Instructions to follow: Render the material again word for word, skipping the pictures in it.

· · ·

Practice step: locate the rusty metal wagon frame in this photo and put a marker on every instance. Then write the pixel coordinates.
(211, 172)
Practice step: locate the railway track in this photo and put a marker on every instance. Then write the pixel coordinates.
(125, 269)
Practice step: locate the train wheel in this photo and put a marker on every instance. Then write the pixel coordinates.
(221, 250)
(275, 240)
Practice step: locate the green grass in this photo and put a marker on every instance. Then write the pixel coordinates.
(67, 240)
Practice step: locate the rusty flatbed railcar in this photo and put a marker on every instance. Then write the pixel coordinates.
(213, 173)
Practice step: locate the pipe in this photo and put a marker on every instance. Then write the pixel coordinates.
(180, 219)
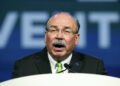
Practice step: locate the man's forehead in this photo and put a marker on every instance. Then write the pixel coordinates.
(61, 16)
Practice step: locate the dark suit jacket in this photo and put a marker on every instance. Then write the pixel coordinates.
(39, 64)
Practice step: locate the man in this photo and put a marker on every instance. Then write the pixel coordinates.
(58, 56)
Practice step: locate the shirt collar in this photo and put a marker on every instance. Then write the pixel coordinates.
(53, 62)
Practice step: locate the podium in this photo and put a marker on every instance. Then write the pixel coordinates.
(74, 79)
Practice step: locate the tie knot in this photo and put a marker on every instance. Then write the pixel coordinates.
(59, 67)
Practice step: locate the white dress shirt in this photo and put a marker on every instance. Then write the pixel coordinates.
(53, 63)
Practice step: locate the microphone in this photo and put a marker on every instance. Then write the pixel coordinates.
(68, 67)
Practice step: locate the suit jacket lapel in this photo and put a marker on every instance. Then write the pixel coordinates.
(76, 63)
(42, 62)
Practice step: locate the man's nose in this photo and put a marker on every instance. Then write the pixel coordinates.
(60, 34)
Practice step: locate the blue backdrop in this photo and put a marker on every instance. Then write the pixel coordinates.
(22, 30)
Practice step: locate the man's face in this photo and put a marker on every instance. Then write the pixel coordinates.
(61, 38)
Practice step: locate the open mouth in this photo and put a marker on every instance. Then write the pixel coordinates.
(59, 45)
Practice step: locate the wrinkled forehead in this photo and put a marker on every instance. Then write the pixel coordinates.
(62, 17)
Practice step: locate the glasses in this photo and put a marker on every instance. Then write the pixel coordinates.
(66, 31)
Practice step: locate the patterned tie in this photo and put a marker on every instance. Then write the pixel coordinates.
(59, 67)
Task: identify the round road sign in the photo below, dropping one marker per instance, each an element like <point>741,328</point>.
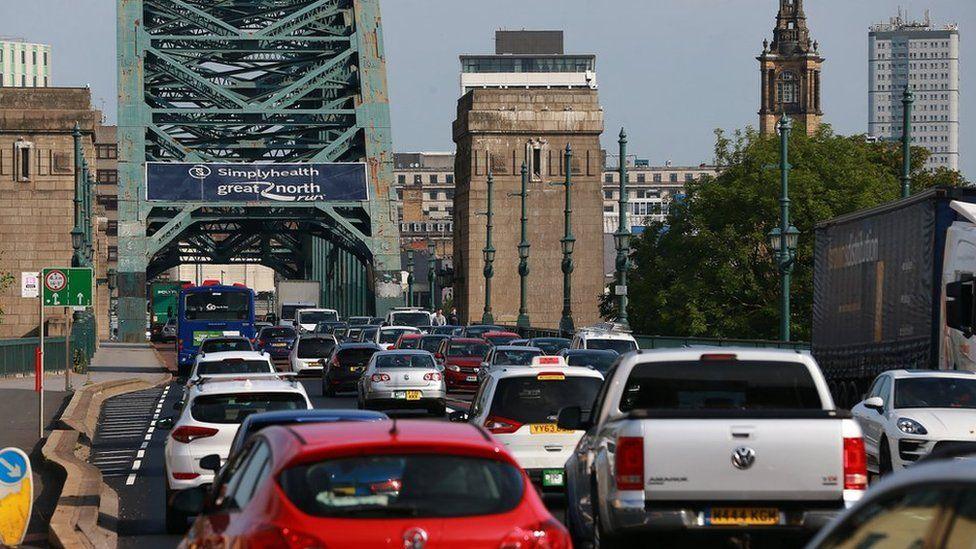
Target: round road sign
<point>55,281</point>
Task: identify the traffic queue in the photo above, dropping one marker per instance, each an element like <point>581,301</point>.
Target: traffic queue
<point>686,441</point>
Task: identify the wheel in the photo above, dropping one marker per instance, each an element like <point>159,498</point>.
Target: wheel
<point>884,458</point>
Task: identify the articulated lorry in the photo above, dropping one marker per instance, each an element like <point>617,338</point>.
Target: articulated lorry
<point>893,288</point>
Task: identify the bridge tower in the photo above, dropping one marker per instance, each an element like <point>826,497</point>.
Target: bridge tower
<point>256,81</point>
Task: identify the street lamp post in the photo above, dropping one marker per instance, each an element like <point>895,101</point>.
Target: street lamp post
<point>621,238</point>
<point>784,238</point>
<point>907,99</point>
<point>431,277</point>
<point>489,255</point>
<point>523,319</point>
<point>568,242</point>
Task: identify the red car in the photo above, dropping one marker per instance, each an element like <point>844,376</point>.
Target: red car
<point>408,341</point>
<point>404,483</point>
<point>500,338</point>
<point>461,358</point>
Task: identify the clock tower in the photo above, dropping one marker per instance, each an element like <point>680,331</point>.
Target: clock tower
<point>789,72</point>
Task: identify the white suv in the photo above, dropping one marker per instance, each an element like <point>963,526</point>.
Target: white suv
<point>520,406</point>
<point>213,409</point>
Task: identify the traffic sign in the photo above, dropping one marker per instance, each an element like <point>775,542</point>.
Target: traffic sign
<point>16,496</point>
<point>67,287</point>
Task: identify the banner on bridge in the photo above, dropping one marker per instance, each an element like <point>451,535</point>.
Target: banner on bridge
<point>216,182</point>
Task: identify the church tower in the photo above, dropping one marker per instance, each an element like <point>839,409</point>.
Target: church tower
<point>789,72</point>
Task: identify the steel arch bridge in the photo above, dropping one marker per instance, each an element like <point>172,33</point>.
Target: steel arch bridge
<point>256,81</point>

· · ·

Answer below:
Practice step: locate the rusty metal wagon frame in this photo and put a marker on every instance. Then write the pixel coordinates.
(211, 172)
Practice step: locate the railway track in this photo and put a marker on every instance. Then write the pixel coordinates.
(125, 269)
Practice step: locate the train wheel in this photo and put a marker on every instance. Then write the pixel coordinates.
(221, 250)
(275, 240)
Practice step: locate the green grass in this photo and put a marker on every instance. Then write the pixel coordinates.
(67, 240)
Practice step: locate the rusty flatbed railcar in this photo and put a marker on every instance. Then write the pixel coordinates.
(213, 173)
Practice step: locate the pipe in this photo and put a marker on every instance. Then write the pixel coordinates.
(180, 219)
Practice step: locate the man's forehead in this photo and put a marker on every instance. Then write the pixel coordinates.
(61, 16)
Practice step: locate the dark suit jacket in this photo and put a marker on every instance. Then write the pixel coordinates.
(39, 64)
Practice step: locate the man in this photo and put a marker on every instance. Then write the pixel coordinates.
(58, 56)
Practice step: locate the shirt collar in this photo and put a marker on every instance. Then write the pixel coordinates.
(53, 62)
Practice step: locate the podium in this photo and put a marker on every instance. Then write the pixel coordinates.
(74, 79)
Practice step: locate the tie knot in this photo and put a marker on every instance. Then write the pixel coordinates.
(59, 67)
Practice step: locate the white dress shirt in this photo and put a marker on every instance. Then write the pixel coordinates.
(53, 63)
Practice step: locate the microphone in this photo and put a marker on every instance. Then write the pixel coordinates.
(68, 67)
Practice step: locate the suit jacket lapel in this photo and put a marker on every instance. Then write the pixel coordinates.
(76, 63)
(42, 62)
Practice step: locate the man's nose in this photo and put a marker on every instance. Then write the pixel coordinates.
(60, 34)
Practice step: locate the blue backdrop in this photo and put a marker on every instance. Then write the pixel coordinates.
(22, 30)
Practice step: locate the man's face in this photo and put a marker on every instance. Then write the pixel coordinates.
(61, 38)
Practice step: locate the open mouth in this photo and put a marker on every instance. Then write the pixel coordinates.
(59, 45)
Practice step: locate the wrinkled forehead in this photo and put a marker on every instance. Then write the pixel coordinates.
(62, 17)
Practice step: locate the glasses in this photo and put a marker on every instance. Then write the pixel coordinates.
(66, 31)
Practice step: locate the patterned tie in this photo and put a marker on every instance. Then write the pixel coordinates.
(59, 67)
Task: identify the round road sign in the photo below, dropping one marker per instance, each an element like <point>741,328</point>.
Target: round road sign
<point>55,281</point>
Task: identify the traffic queue in the photo above, dropping one marker per instance, each an element like <point>581,301</point>.
Target: traffic queue
<point>686,441</point>
Task: identify the wheel in the photo above, dropping one marker per instance, each an element like <point>159,498</point>.
Target: wheel
<point>884,458</point>
Task: identify the articulated lorry in the photo above, dropping one marker per instance, each an element like <point>617,338</point>.
Target: articulated lorry
<point>893,288</point>
Task: identify the bridge tower in the photo above, dropping one marker per instance, each an element like <point>826,497</point>.
Target: bridge tower
<point>256,81</point>
Task: identify the street lamp post in the photo above, dropping one marker per instance, each an element like <point>895,101</point>.
Target: street lamp post
<point>621,238</point>
<point>784,238</point>
<point>907,99</point>
<point>431,277</point>
<point>489,255</point>
<point>523,319</point>
<point>568,242</point>
Task: identify the red car in the photo above, dropping one marker per instance, each an element like <point>844,376</point>.
Target: red car
<point>408,341</point>
<point>404,483</point>
<point>500,338</point>
<point>461,358</point>
Task: identify the clock tower in the photo above, dropping one marker per instance, each an element like <point>680,331</point>.
Target: clock tower
<point>789,72</point>
Task: identify the white suv in the photo above, dropping one marker per instance, each an element like <point>963,526</point>.
Target: white suv
<point>520,406</point>
<point>213,409</point>
Task: identify the traffic sign in the photo above, dropping one marker per instance, each an element like <point>775,542</point>.
Target: traffic sign
<point>16,496</point>
<point>67,287</point>
Task: identify the banner on bridge in the photo above, dropping one marker per instance, each an element like <point>451,535</point>.
Target: banner on bridge
<point>216,182</point>
Task: identify the church tower in the photo above, dropping one marker per instance, each an element like <point>839,409</point>.
Target: church tower
<point>789,72</point>
Task: identify the steel arch bridge in the photo above, dropping one marker per instance, each an element like <point>172,33</point>.
Target: steel arch bridge
<point>256,81</point>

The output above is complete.